Consigne 1:
Résumez en deux phrases l'extrait sur la violence conjugale et l'intersectionnalité.
Consigne 2:
Poursuivez l'extrait sur la violence conjugale et l'intersectionnalité à partir de sa dernière phrase.

Extrait choisi:
━━━━━━
L'intersectionnalité appliquée à la violence conjuguale

La violence conjugale est, nous le savons, largement issue de la reconduction d’une dynamique de rapports historiquement inégaux entre les femmes et les hommes. Elle comprend les agressions psychologiques, verbales, physiques et sexuelles ainsi que les actes de domination sur le plan économique.

Or, pour certaines femmes, la violence conjugale se combine avec d’autres formes de discrimination qui doivent être prises en compte si nous voulons mettre en place des programmes de prévention et des mesures d’intervention qui seront efficaces. Voici trois cas de figure.

Les femmes aînées

Les femmes aînées peuvent subir de la violence provenant non seulement du conjoint, mais également de la famille ou de personnes ou institutions les ayant à leur charge. Puisque l’espérance de vie des femmes est plus élevée que celle des hommes, elles se retrouvent plus souvent seules que ces derniers et sont donc plus vulnérables à ce type de violence.

En ce qui concerne la violence strictement conjugale, la violence psychologique est la forme de violence que l’on retrouve le plus souvent chez les aînées. Il appert que ces femmes sont très réticentes à dénoncer les violences notamment à cause de l’importance qu’elles accordent à l’institution du mariage, par loyauté pour leur conjoint ou par dépendance économique. Par ailleurs, pour différentes raisons, dont l’isolement social, la maladie ou certaines limitations, il est difficile de joindre les femmes aînées victimes de violence conjugale[1]. Cette violence chez les aînées est peu documentée. Par conséquent, les intervenants (sociaux, juridiques, médicaux) sont très peu informés ou outillés pour soutenir les femmes âgées vivant de la violence conjugale[2]. Le peu d’intérêt malheureusement porté par notre société aux réalités vécues par les personnes âgées peut en partie expliquer cet état de fait.

Les femmes avec handicap

Les femmes avec handicap subissent deux fois plus de violence conjugale que les femmes sans handicap[3] et subissent des formes plus sévères de violence[4]. Néanmoins, la problématique de la violence à l’égard des femmes handicapées est méconnue et peu documentée. Cette situation s’explique en partie par le stéréotype persistant selon lequel les femmes handicapées ne vivent pas en couple ou n’ont pas de vie sexuelle. Par ailleurs, la prévalence de la dépendance physique et économique ainsi que la pauvreté chez les femmes avec handicap augmentent le risque pour celles-ci de subir de la violence. La dépendance aux autres pour les soins, souvent prodigués par le conjoint, les met davantage à risque de subir de la violence et constitue également un obstacle à la dénonciation par crainte de perdre un soutien important dans leur vie.
━━━━━━
Données fournies:
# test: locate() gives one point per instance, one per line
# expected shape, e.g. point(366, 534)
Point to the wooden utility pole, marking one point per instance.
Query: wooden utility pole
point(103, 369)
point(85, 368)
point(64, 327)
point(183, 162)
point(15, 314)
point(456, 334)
━━━━━━
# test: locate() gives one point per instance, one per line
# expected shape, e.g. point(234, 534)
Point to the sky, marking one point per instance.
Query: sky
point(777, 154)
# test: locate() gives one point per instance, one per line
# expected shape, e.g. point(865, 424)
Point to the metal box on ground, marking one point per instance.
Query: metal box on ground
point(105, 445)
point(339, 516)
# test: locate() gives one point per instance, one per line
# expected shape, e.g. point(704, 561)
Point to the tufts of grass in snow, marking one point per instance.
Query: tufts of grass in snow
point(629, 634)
━━━━━━
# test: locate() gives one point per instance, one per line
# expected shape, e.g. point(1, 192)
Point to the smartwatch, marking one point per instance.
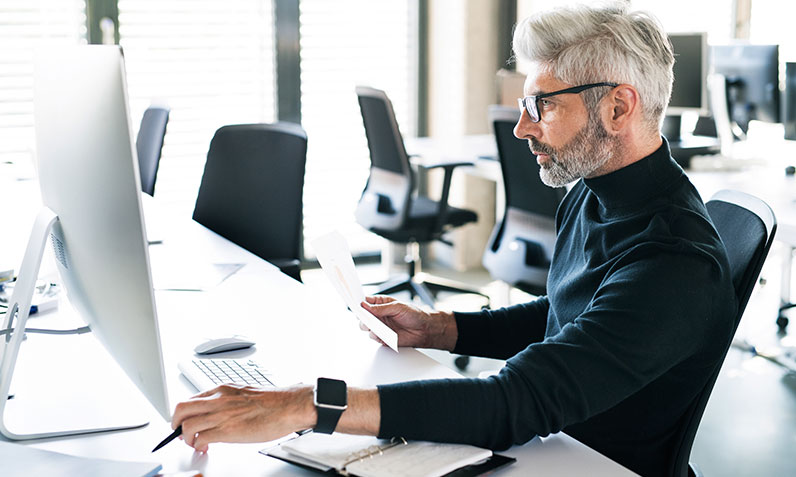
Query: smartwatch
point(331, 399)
━━━━━━
Réponse rédigée 1:
La violence conjugale, largement issue de rapports historiquement inégaux entre les femmes et les hommes, se combine pour certaines femmes avec d'autres formes de discrimination dont il faut tenir compte pour prévenir et intervenir efficacement. Les femmes aînées subissent surtout de la violence psychologique et sont réticentes à la dénoncer, tandis que les femmes avec handicap subissent deux fois plus de violence conjugale, un risque qu'augmentent leur dépendance physique et économique et leur pauvreté.

Réponse rédigée 2:
Les femmes autochtones

Les femmes autochtones ont un risque plus élevé d’être victimes de violence conjugale et subissent des formes plus graves de violence que les femmes non autochtones. Elles sont également surreprésentées en tant que victimes d’homicide aux mains d’un partenaire amoureux[5]. La prévalence élevée de la violence conjugale à l’endroit des femmes autochtones s’explique par différents facteurs, particulièrement par les effets du colonialisme (mise sur pied des réserves, régime des pensionnats autochtones, perte de droits sur leur territoire, etc.), par les conditions socioéconomiques précaires dans lesquelles vivent plusieurs Autochtones, par l’isolement géographique et social et par la consommation abusive d’alcool et de drogues (qui est également une conséquence des éléments ci-haut mentionnés). À cela s’ajoutent des facteurs structurels tels que le racisme et l’exclusion sociale, ainsi que les traumatismes et la transmission intergénérationnelle de la violence, engendrés par des politiques de colonisation et d’assimilation à l’égard des populations autochtones[6].

Ainsi, pour les femmes autochtones, la violence conjugale n’est pas seulement une conséquence du patriarcat, mais aussi du colonialisme et du racisme[7]. Les femmes sont par conséquent réticentes à parler ouvertement de la violence qui sévit dans les communautés autochtones, par crainte d’alimenter les préjugés et le racisme à l’endroit de leur peuple. De plus, les expériences passées traumatisantes avec les institutions coloniales (système de justice, corps policiers, service de protection de l’enfance, système de santé) ont causé une perte de confiance envers ces institutions, mais aussi à l’égard des personnes qui sont extérieures à leur communauté.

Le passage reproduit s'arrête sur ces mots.